* Requirement *
Please rescale everything from the line containing "ear shown in this photo." down to the end of the listing, with both ends included. Write out every line in that range, and multiply each answer coordinate by 1.6, rounding to whole numbers with halves going up.

* Data for this exercise *
════════════════

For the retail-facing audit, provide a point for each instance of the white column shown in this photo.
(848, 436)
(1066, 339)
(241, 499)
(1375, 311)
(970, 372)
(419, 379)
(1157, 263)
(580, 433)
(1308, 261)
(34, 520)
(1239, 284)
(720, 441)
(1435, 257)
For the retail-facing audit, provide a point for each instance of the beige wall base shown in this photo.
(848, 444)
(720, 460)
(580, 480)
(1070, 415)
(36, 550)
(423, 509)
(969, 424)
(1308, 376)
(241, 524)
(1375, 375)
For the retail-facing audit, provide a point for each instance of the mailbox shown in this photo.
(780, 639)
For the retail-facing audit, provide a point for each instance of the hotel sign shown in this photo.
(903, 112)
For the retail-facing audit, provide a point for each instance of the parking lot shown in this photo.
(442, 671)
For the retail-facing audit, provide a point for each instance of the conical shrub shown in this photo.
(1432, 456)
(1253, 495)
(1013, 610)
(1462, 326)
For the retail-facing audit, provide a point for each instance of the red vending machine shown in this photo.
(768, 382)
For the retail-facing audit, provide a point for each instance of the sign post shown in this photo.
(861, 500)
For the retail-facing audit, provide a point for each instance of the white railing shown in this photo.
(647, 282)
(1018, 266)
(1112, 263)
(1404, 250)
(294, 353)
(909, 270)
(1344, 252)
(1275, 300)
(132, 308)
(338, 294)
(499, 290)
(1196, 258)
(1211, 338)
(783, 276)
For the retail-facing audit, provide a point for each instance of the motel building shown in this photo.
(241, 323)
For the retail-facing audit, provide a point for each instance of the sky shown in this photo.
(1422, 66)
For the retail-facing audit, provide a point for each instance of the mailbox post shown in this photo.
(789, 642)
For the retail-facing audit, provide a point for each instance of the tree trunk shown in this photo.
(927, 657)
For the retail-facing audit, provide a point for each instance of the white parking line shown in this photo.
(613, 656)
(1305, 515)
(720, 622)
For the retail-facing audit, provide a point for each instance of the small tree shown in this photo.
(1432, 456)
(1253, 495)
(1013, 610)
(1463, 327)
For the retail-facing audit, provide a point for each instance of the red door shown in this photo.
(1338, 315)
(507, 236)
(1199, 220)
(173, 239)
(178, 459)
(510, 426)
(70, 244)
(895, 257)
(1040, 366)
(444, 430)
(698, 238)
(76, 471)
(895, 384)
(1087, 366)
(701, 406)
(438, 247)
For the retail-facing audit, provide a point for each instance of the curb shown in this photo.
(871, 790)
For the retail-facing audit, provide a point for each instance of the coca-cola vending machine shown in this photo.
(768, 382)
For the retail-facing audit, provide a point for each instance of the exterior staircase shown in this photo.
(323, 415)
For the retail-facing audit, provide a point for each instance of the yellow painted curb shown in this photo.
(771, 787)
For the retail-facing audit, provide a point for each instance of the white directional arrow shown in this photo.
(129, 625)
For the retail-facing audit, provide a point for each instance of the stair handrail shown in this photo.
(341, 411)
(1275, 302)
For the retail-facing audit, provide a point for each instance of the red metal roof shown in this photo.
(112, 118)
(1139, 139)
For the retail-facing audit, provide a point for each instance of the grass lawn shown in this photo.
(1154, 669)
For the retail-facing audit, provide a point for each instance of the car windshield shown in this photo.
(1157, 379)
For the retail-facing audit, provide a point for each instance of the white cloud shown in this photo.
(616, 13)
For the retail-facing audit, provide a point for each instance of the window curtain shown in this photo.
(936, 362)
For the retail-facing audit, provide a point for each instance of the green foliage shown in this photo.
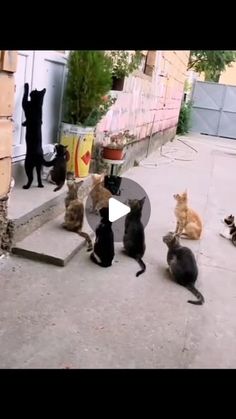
(123, 63)
(184, 118)
(89, 79)
(212, 63)
(97, 113)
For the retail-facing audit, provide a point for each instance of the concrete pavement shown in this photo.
(83, 316)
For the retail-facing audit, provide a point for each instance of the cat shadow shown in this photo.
(166, 273)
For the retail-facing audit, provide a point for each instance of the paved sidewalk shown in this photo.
(83, 316)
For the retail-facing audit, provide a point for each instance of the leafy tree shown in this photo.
(212, 63)
(89, 79)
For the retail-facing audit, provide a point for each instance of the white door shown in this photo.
(45, 69)
(23, 75)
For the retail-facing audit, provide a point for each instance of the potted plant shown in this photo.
(113, 148)
(124, 63)
(89, 79)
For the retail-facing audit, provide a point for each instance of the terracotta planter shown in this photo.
(113, 153)
(117, 84)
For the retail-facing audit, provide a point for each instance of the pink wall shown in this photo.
(145, 97)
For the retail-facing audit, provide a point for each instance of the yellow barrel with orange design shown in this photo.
(79, 143)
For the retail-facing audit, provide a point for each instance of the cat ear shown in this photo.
(142, 200)
(78, 184)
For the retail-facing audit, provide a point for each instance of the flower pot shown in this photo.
(113, 153)
(79, 141)
(117, 83)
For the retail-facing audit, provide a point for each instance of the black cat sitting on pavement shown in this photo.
(33, 122)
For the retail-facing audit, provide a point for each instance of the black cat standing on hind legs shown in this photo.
(33, 123)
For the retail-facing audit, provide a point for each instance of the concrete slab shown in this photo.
(51, 243)
(30, 209)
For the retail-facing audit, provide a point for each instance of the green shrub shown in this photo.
(184, 118)
(89, 79)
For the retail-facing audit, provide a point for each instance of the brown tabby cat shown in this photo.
(74, 215)
(99, 195)
(188, 221)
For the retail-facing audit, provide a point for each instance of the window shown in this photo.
(150, 59)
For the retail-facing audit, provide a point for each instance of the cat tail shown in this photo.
(47, 163)
(142, 266)
(234, 239)
(59, 186)
(197, 294)
(88, 240)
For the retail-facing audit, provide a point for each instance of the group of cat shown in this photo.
(181, 260)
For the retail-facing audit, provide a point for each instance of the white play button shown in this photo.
(117, 209)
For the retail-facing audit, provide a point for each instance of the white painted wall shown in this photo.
(41, 69)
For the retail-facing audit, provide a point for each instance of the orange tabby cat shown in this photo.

════════════════

* Full response *
For the retail-facing audit, provide a point for each instance of the cat ear shown in this photo.
(227, 320)
(125, 294)
For the retail-facing audit, provide a point for each instance of the flower pot shown in this photo.
(181, 245)
(126, 226)
(187, 133)
For the retail-facing audit, provide a point for each instance of the black cat sitting on pavement shown in this photo.
(53, 195)
For the retail-facing audit, provide a point for each instance of the black cat standing on hind legs shown in this photo.
(53, 197)
For the retail-facing audit, provide a point for each instance of the concrete slab shown in this photo.
(82, 389)
(48, 334)
For the retail-facing audit, provide a point for each instance of the green shrub shown in this photo.
(294, 189)
(142, 126)
For the retail-facing audit, provide a point for each instance of the brown tabby cat shown in this photo.
(118, 344)
(158, 312)
(301, 354)
For the retail-facing audit, provide a point for each instance of the window shown in this photo.
(240, 94)
For the retail-facing audit, provide a point for each instance of the cat tail shown in this photo.
(75, 261)
(227, 426)
(374, 382)
(94, 298)
(315, 470)
(141, 384)
For the retail-facing audit, provide a point for each instance of the group of cat shown in this photo.
(290, 416)
For the retail-facing audit, provide a point for each instance of the white play button shown in this photo.
(187, 334)
For the retail-facing audit, provide a point for each instance of the white painted wall shown in this photo.
(66, 110)
For the retail-facing audit, provide a point for each instance of the orange tabby cat shown in this photo.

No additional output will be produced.